Natural-language object grounding data:

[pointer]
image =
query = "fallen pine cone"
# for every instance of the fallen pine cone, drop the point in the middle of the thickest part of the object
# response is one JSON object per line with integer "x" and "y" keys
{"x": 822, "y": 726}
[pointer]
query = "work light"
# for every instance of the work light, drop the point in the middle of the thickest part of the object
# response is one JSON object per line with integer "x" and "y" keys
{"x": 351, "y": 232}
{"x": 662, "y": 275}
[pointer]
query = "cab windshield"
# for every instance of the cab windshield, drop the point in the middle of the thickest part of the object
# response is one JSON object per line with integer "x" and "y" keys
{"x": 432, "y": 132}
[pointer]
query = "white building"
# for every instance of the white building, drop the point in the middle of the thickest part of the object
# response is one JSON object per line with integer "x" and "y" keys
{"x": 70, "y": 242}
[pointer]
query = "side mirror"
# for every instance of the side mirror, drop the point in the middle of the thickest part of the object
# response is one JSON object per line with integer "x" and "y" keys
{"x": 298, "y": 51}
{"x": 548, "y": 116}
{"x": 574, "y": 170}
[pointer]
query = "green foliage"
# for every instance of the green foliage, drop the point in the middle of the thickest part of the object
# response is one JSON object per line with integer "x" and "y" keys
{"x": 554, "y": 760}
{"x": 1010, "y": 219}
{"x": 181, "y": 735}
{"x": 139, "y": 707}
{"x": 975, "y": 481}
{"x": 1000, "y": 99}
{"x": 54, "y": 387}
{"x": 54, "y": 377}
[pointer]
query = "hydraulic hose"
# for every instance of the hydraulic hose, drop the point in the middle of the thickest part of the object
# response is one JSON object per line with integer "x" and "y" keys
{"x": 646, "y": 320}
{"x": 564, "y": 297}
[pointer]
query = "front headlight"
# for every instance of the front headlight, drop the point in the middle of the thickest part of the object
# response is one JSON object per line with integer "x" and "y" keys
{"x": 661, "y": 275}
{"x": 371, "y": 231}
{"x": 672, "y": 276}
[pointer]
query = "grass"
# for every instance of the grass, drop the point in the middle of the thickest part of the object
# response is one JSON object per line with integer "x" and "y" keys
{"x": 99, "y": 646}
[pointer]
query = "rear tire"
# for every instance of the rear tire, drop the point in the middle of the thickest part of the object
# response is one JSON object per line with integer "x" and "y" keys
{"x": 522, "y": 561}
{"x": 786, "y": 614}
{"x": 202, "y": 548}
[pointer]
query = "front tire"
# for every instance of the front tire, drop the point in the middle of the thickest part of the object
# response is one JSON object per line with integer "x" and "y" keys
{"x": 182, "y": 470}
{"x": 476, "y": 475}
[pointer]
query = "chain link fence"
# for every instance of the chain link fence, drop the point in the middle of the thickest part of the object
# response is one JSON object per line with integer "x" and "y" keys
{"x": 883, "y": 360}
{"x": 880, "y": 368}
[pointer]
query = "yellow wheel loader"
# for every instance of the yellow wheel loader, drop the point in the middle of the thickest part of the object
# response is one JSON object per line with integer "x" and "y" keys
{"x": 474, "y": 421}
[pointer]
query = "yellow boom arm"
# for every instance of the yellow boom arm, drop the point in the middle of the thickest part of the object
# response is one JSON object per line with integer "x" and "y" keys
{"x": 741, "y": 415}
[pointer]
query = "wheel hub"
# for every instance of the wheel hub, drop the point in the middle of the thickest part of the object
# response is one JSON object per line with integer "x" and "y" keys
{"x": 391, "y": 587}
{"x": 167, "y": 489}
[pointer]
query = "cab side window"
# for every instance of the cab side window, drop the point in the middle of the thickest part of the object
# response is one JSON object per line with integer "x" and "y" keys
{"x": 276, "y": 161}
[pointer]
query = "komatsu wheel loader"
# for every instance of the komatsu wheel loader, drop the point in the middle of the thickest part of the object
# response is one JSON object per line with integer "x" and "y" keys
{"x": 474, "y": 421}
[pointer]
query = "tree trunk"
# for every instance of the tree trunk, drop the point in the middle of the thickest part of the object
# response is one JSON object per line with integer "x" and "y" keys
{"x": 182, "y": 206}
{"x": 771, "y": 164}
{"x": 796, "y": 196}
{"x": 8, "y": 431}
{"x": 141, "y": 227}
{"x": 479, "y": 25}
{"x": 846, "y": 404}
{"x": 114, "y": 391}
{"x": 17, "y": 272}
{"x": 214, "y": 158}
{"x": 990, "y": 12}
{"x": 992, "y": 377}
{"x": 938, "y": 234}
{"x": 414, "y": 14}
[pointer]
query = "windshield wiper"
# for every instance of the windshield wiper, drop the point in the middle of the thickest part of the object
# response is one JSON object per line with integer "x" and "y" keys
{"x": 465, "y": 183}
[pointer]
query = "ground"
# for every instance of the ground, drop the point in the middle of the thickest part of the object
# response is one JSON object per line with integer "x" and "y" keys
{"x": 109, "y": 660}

Instructions to follow
Compute the number of lines in the entries above that hold the word "fence"; the answer must contain nothing else.

Task result
2